• **Excerpted passage**:
July 7th, 2009
Sen. Arlen Specter voiced concern about the treatment veteran’s received at the Philadelphia VA Medical Center.
The Philadelphia Inquirer reports:
“My proud veteran father, Harry Specter, fought and was wounded in the Argonne Forest in 1917. Years later, in an act of unparalleled political folly, the federal government refused to redeem in advance the war “bonuses” promised to veterans, even though the Great Depression had left thousands of them unemployed. My father felt helpless in his home in Wichita, Kan., as his former comrades in arms, who had survived enemy fire on the battlefront, were cut down by American troops while protesting on the main boulevard of the nation’s capital.
No veteran should ever have to await his “bonus.” The nation owes its veterans a debt it can never repay. Foremost among its obligations to them is safe, reliable health care.
The bungled radiation treatment of close to a hundred veterans with prostate cancer over a six-year period at Philadelphia’s Veterans Affairs Medical Center falls far short of the government’s promise to veterans. Ninety-two of the 116 veterans who received a kind of radiation treatment for prostate cancer there got inadequate or misdirected doses, which may have damaged adjacent tissues and organs, such as the bladder, peritoneum, and rectum. In many cases, the victims did not know they had received substandard treatment until months or even years later.
If this had been a consumer product, we would be talking about a breakdown in quality control. That is essentially what happened here.
All of the safeguards of quality care were missing. There was no peer review, no government or agency oversight, and not even a definition of what constituted a reportable “medical event” – which might have alerted authorities to the problems sooner. The bottom line is that problems with the procedure, known as permanent implant prostate brachytherapy, went undetected for more than six years.”

• **What this exercise asks**:
**A)** In the passage on the Philadelphia VA Medical Center, why did the problems with the prostate cancer procedure go undetected for so long?
**B)** Answer these questions from the passage on the Philadelphia VA Medical Center.
(i) Where and in what year was Harry Specter wounded?
(ii) How many of the 116 veterans who received the radiation treatment got inadequate or misdirected doses?
(iii) What is the procedure called?

• **Listed records**:
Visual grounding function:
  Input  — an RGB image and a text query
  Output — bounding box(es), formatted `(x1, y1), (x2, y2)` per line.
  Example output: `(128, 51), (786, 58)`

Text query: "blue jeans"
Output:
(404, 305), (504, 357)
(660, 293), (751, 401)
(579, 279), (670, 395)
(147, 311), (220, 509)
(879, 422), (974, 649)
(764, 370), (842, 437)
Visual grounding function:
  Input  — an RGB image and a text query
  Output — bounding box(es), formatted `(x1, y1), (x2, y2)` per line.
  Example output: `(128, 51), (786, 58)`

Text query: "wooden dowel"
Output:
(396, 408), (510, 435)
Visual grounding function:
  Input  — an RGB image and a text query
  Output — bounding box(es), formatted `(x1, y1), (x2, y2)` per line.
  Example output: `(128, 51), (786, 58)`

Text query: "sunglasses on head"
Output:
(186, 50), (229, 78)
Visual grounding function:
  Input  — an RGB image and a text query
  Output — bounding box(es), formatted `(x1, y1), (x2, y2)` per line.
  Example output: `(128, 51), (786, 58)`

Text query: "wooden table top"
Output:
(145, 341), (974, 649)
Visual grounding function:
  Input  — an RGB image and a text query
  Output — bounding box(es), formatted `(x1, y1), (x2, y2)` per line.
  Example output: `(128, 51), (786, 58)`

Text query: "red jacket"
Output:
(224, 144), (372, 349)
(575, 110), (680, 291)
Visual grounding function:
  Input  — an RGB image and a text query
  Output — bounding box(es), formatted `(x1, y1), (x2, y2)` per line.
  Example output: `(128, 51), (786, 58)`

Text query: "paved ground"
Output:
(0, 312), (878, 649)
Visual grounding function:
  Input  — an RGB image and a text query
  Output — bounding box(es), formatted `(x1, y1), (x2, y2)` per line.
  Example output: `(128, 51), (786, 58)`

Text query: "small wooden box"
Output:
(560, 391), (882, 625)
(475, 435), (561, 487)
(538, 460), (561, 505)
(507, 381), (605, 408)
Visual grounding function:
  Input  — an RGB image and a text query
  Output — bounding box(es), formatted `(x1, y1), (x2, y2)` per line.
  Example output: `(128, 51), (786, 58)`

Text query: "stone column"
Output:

• **Completed exercise**:
**A)** All of the safeguards of quality care were missing. There was no peer review and no government or agency oversight. There was not even a definition of a reportable "medical event," which might have alerted authorities to the problems sooner.

**B)**
(i) He was wounded in the Argonne Forest in 1917.
(ii) Ninety-two of them did.
(iii) It is called permanent implant prostate brachytherapy.